***** DATASET RECORDS *****
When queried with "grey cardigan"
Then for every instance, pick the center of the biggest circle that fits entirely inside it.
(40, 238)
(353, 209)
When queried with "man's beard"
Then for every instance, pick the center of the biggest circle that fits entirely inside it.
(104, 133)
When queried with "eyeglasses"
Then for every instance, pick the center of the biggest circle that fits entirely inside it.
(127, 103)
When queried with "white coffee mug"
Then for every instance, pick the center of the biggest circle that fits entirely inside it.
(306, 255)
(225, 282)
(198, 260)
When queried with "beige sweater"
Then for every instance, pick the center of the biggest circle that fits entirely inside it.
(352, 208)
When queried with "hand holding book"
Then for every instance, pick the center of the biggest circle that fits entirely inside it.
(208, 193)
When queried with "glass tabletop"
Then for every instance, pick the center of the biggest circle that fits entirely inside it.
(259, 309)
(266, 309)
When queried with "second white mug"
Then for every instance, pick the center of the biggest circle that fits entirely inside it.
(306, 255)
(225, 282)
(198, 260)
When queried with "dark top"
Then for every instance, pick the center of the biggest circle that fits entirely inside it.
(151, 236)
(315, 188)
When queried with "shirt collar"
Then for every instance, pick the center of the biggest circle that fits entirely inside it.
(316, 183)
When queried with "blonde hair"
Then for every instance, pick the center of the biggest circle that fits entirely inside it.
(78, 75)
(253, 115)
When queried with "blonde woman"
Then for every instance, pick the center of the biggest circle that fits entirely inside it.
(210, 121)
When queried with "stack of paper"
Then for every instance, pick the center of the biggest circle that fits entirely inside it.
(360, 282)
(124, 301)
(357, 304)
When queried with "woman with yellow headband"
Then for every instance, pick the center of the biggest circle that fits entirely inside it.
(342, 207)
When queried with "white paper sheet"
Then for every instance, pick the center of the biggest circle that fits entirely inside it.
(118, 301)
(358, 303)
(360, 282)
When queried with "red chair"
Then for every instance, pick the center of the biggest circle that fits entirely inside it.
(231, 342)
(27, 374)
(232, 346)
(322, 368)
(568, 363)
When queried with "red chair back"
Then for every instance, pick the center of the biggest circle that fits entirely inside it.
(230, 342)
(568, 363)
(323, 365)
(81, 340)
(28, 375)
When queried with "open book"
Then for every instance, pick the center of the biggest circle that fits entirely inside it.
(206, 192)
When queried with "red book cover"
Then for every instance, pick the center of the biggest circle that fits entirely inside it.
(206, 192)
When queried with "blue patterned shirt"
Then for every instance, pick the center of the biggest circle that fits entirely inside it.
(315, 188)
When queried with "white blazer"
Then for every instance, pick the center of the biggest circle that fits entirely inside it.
*****
**TASK REQUIREMENTS:** All entries must be repeated verbatim.

**SOLVED PROBLEM:**
When queried with "grey cardigan"
Then for every instance, pick the center of the biggest circle that fits entirely inside it.
(40, 238)
(353, 209)
When queried with "man's beard"
Then for every instance, pick the center of the biggest circle that fits entirely inside it.
(104, 133)
When queried with "eyeglasses"
Then for every instance, pick the center of the biggest circle that fits entirely inside it.
(127, 103)
When queried with "white coffee mug"
Then for every instance, pick the center of the biggest circle that fits entirely inside it.
(306, 255)
(225, 282)
(198, 260)
When queried with "beige sweater"
Then for every instance, pick the center of the biggest circle that fits entirely inside it.
(352, 208)
When queried with "hand holding book"
Then for every instance, pick the center of the biggest circle that fits entirely inside it.
(208, 193)
When queried with "glass tabletop"
Then for every instance, pick the center of the biggest circle that fits entirely inside it.
(259, 309)
(266, 309)
When queried with "second white mug"
Then for every instance, pick the center of the biggest circle that fits entirely inside it.
(306, 255)
(225, 282)
(198, 260)
When queried with "dark top"
Then for every instance, pick the center of the biggest circle that fits entirely inside it.
(151, 236)
(315, 188)
When queried with "shirt collar"
Then for every instance, pick the center of the biggest circle that fits entirely inside it.
(316, 183)
When queried with "blonde hair"
Then for every instance, pick the center of the biggest circle that fits entirely inside it.
(78, 75)
(253, 115)
When queried with "blonde woman"
Then for every instance, pick the center of the biggest circle that fits entirely inside it.
(210, 121)
When queried with "stack of paper"
Then for every instance, pick the center of the biggest circle that fits entirely inside it.
(360, 282)
(124, 301)
(357, 304)
When queried with "woman with yellow headband"
Then for every instance, pick the center of the biggest circle that fits entirely inside it.
(342, 207)
When queried with "white paper sheet"
Then for every instance, pick the center of the biggest circle that fits entirely inside it.
(118, 301)
(358, 303)
(360, 282)
When queried with "red chair"
Then for every instance, pick the center of the biggest circle that fits entirely inside it.
(231, 342)
(27, 374)
(232, 346)
(322, 368)
(568, 363)
When queried with "red chair back"
Then for every instance, pick the center of the biggest circle that fits entirely inside it.
(230, 342)
(568, 363)
(323, 365)
(81, 340)
(28, 375)
When queried with "open book"
Then for every instance, pick the center of the biggest circle that fits entirely inside it.
(206, 192)
When queried with "red book cover"
Then for every instance, pick the center of the biggest circle that fits entirely inside it.
(206, 192)
When queried with "blue patterned shirt"
Then for every instance, pick the center of the biggest circle that fits entirely inside it.
(315, 188)
When queried with "white blazer"
Then for every instance, pick the center of the biggest circle that fits entirely inside it.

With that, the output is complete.